THE EXERCISE | Copy every line of the entries from the line with "Class label: corrugated metal siding" to the line with "xmin=496 ymin=266 xmax=557 ymax=560", both of those lines included, and leave out any pictures.

DATA RECORDS |
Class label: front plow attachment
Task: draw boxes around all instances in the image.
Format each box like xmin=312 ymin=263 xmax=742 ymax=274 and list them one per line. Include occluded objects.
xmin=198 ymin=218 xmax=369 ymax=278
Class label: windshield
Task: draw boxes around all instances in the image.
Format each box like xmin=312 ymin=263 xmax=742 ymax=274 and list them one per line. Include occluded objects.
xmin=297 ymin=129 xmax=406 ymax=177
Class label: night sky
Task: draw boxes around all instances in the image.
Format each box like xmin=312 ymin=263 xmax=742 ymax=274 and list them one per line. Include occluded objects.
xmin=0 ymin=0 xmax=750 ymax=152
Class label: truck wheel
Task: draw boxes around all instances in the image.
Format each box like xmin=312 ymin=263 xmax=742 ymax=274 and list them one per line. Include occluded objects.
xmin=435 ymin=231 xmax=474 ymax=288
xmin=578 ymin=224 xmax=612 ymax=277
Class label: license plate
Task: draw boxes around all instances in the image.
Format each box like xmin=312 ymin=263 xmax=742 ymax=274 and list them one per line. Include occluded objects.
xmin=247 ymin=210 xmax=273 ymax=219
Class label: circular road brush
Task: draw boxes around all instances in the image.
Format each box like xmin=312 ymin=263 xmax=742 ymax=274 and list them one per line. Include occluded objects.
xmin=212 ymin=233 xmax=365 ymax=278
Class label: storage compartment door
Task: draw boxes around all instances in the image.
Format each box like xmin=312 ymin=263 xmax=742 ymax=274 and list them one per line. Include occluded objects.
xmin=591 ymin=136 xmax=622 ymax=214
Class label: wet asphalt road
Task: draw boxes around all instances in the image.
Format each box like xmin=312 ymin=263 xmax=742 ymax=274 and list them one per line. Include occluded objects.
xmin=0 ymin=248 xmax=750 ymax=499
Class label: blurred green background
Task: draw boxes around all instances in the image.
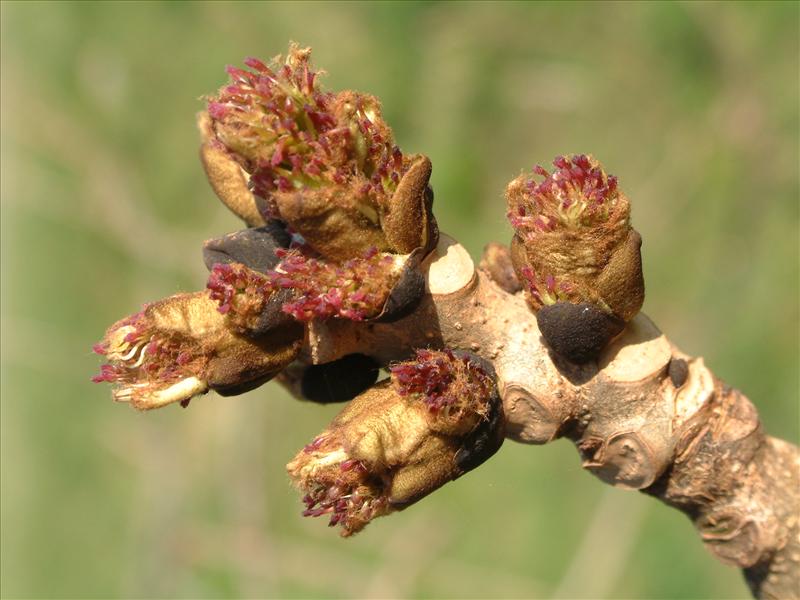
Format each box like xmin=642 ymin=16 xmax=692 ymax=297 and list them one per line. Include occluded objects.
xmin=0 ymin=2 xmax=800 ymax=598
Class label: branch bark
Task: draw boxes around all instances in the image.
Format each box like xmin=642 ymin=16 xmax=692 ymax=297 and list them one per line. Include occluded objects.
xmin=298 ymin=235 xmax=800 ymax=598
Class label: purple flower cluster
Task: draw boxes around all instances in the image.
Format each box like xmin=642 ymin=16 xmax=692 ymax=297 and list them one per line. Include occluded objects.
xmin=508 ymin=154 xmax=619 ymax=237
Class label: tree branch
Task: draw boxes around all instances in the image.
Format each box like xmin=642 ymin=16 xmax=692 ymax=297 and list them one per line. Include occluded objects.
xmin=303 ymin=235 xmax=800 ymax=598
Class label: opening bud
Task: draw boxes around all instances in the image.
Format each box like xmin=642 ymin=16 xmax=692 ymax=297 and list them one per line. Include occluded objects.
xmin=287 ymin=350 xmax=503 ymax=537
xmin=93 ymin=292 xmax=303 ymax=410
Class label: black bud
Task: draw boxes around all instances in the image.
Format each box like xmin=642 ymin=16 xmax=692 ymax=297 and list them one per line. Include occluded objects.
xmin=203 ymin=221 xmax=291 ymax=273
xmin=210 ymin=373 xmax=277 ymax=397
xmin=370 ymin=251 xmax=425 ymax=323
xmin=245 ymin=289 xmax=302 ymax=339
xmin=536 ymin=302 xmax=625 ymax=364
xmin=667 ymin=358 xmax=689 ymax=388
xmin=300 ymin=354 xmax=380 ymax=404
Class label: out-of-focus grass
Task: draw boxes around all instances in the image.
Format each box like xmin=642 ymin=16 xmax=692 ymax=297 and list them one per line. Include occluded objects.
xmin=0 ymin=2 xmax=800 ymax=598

--

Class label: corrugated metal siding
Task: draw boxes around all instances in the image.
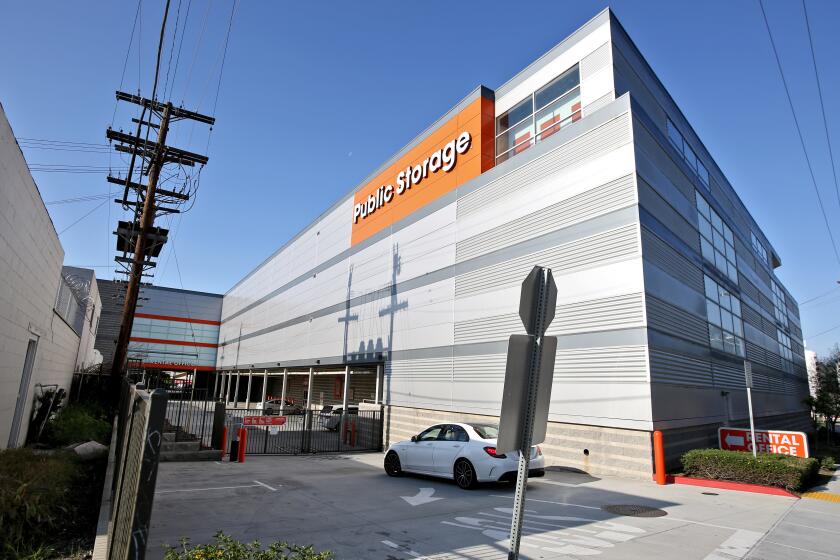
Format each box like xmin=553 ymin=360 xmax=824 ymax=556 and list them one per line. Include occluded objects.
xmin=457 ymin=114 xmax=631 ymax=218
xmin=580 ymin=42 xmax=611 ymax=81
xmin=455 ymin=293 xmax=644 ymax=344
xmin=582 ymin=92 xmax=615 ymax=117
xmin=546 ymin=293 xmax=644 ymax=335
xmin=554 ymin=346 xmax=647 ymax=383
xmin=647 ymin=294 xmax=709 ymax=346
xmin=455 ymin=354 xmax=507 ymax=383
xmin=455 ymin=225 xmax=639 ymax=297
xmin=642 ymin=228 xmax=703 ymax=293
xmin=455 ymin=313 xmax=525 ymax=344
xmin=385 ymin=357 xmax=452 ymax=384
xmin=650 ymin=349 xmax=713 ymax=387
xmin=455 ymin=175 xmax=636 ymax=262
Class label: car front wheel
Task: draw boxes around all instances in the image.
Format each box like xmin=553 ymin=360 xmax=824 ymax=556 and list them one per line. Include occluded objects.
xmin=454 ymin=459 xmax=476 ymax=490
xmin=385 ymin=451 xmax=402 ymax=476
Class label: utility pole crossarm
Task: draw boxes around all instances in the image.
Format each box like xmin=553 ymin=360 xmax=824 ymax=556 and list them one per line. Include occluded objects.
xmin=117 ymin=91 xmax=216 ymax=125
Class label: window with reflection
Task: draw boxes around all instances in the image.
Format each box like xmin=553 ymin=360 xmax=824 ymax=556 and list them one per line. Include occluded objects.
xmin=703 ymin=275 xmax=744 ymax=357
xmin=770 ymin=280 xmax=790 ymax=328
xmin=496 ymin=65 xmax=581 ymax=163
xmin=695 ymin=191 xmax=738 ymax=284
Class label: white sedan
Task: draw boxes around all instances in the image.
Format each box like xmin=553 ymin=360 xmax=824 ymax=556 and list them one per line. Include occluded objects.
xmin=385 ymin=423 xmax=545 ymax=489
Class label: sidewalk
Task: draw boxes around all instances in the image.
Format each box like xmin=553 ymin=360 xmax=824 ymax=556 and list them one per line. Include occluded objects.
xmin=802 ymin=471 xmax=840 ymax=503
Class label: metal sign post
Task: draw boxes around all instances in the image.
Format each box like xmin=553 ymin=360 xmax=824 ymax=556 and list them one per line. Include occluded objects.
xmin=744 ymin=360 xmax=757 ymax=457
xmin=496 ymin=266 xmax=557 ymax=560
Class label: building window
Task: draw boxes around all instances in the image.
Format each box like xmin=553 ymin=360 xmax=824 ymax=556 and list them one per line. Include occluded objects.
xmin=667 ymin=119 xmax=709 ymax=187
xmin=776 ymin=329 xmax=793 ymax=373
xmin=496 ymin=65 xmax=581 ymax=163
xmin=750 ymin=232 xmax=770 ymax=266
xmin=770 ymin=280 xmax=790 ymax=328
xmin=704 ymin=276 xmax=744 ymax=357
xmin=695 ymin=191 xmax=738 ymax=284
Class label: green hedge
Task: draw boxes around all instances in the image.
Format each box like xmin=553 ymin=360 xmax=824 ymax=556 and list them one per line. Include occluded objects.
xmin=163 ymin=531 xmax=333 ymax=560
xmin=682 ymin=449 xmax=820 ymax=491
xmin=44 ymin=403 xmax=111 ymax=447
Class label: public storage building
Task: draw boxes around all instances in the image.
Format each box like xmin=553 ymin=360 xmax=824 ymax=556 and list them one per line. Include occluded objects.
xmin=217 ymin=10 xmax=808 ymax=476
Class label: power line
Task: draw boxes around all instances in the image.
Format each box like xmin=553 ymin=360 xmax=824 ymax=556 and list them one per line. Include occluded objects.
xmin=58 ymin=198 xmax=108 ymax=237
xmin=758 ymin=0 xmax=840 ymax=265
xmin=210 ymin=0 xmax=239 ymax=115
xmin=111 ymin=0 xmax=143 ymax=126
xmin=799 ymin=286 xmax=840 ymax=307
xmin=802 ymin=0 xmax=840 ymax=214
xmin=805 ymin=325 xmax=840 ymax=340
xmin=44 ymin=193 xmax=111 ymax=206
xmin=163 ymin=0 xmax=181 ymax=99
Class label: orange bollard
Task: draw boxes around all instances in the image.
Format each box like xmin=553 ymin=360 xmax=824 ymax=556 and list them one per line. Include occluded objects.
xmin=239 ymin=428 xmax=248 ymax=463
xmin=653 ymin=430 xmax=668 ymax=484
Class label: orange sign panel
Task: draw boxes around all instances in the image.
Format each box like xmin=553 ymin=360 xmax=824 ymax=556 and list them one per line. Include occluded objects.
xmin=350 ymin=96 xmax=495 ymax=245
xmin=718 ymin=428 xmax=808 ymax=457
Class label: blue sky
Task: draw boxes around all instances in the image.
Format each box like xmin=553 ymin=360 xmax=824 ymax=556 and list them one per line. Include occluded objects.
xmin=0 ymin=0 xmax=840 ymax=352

RESULT OF THIS TASK |
Class label: corrugated metal siding
Task: draw boxes around all instances in the image.
Format each box like xmin=553 ymin=360 xmax=824 ymax=556 and list them one per line. Include occluded objects.
xmin=457 ymin=114 xmax=631 ymax=218
xmin=580 ymin=42 xmax=611 ymax=81
xmin=455 ymin=293 xmax=644 ymax=344
xmin=582 ymin=92 xmax=615 ymax=117
xmin=546 ymin=293 xmax=644 ymax=335
xmin=554 ymin=346 xmax=647 ymax=383
xmin=647 ymin=294 xmax=709 ymax=346
xmin=455 ymin=354 xmax=507 ymax=383
xmin=455 ymin=225 xmax=639 ymax=297
xmin=642 ymin=228 xmax=703 ymax=293
xmin=455 ymin=313 xmax=525 ymax=344
xmin=385 ymin=357 xmax=452 ymax=384
xmin=650 ymin=349 xmax=713 ymax=387
xmin=455 ymin=175 xmax=636 ymax=262
Class label: car front wheel
Task: draw boxes around all instances in the image.
Format each box like xmin=553 ymin=360 xmax=824 ymax=556 and list them one per line. Include occluded objects.
xmin=454 ymin=459 xmax=476 ymax=490
xmin=385 ymin=451 xmax=402 ymax=476
Class label: utility pole crossarm
Task: draw boxes around all instances in the image.
Format each box like xmin=553 ymin=360 xmax=824 ymax=556 and list them one per line. Include occluded objects.
xmin=117 ymin=91 xmax=216 ymax=125
Class label: window with reflection
Task: draw boxes around all instances in the image.
Format each box like xmin=553 ymin=360 xmax=824 ymax=556 and list them one per line. Include occluded objects.
xmin=703 ymin=275 xmax=744 ymax=357
xmin=770 ymin=280 xmax=790 ymax=328
xmin=496 ymin=65 xmax=581 ymax=163
xmin=695 ymin=191 xmax=738 ymax=284
Class label: white sedan
Task: draw boxes around all instances in the image.
Format each box like xmin=553 ymin=360 xmax=824 ymax=556 and list them one per line. Include occluded objects.
xmin=385 ymin=423 xmax=545 ymax=489
Class label: sidewalk
Task: draw boxes around all instances in the image.
Format each box like xmin=553 ymin=360 xmax=824 ymax=556 and list them one per line. Include occluded objects.
xmin=802 ymin=471 xmax=840 ymax=503
Class label: metal sign post
Task: draw boxes around all instances in the image.
Format each box like xmin=553 ymin=360 xmax=824 ymax=556 and list them one per line. Include occluded objects.
xmin=744 ymin=360 xmax=757 ymax=457
xmin=496 ymin=266 xmax=557 ymax=560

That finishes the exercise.